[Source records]
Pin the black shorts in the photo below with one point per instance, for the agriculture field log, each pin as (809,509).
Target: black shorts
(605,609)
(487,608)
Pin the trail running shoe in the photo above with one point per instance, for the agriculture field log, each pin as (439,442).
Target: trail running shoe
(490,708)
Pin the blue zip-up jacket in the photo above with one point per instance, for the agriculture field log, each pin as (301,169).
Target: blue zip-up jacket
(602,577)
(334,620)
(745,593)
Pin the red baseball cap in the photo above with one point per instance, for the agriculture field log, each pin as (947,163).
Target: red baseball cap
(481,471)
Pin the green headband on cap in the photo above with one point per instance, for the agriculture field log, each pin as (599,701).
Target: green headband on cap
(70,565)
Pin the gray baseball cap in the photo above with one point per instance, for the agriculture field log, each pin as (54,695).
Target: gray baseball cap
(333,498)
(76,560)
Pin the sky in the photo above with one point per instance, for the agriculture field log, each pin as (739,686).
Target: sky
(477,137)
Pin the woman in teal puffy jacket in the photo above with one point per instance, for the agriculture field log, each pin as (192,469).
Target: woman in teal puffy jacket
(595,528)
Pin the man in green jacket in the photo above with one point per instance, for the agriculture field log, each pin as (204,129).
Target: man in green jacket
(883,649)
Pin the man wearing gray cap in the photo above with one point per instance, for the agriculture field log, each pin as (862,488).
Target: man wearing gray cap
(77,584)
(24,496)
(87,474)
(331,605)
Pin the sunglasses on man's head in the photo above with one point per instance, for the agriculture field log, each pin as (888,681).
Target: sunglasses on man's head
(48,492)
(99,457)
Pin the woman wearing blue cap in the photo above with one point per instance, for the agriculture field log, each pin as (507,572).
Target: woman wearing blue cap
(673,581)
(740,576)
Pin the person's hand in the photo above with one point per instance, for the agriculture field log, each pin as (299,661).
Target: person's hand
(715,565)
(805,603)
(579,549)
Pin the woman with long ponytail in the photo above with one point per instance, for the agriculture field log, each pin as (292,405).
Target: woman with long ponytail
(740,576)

EXERCISE BRIEF:
Copy every one of the records above word for word, with no changes.

RESULT OF THE TASK:
Pin the black shorts in the photo below with one point per instance, for the agriculture field log, each pin as (809,509).
Target: black shorts
(605,609)
(487,608)
Pin the trail running shoe in the photo above with one point per instance, for the agriculture field log, each pin as (439,442).
Target: trail running shoe
(490,708)
Pin the blue zip-up jacket in the photo above with one point per instance, for the agriculture field log, each pin as (301,169).
Target: blue zip-up jacket
(602,577)
(334,620)
(745,593)
Pin the red baseball cap in the photo above with one point per instance, for the agriculture field log, each pin as (947,163).
Target: red baseball cap
(481,471)
Pin the green headband on cap in the photo above with one point per instance, for the agriculture field log, each pin as (599,701).
Target: green headband on cap
(70,565)
Pin the gray baseball cap in the photo above with one point per instance, for the agriculture field log, each pin as (54,695).
Target: gray baseball cap
(333,498)
(76,560)
Pin the sky in the photo above with one point per instance, for the agriculture field log, each pin as (739,686).
Target: sky
(477,137)
Pin the woman in teal puffy jacket in the photo above with one point per instance, for the agriculture field log, each pin as (192,469).
Target: woman in teal puffy jacket
(595,528)
Pin the man in green jacket in the photo above with one point per instance, for the agriculture field log, each pin as (204,129).
Target: man in green jacket
(883,649)
Pin the man wearing gray cap in the photo above with one point per instance, for the agriculture field log, each pin as (862,488).
Target: man wearing gray cap
(77,584)
(24,496)
(87,474)
(331,605)
Pin the sunglasses on man's head in the photo above with one point per instance, for the agriculture field log, each pin as (888,681).
Target: sunglasses on man's head
(48,492)
(99,457)
Pin the woman wearing blue cap in the photo above with one point per instance, for the agriculture field log, each pin as (507,572).
Target: woman wearing blue cap
(673,581)
(740,576)
Pin the person's hand in the photo above with one point per instance, for the agriculture field log, each pin as (299,661).
Target: person's hand
(715,565)
(805,603)
(579,549)
Pin the woman with long ponytail in the photo above with one point per instance, for the agriculture field log, each pin as (292,405).
Target: woman with long ponytail
(740,576)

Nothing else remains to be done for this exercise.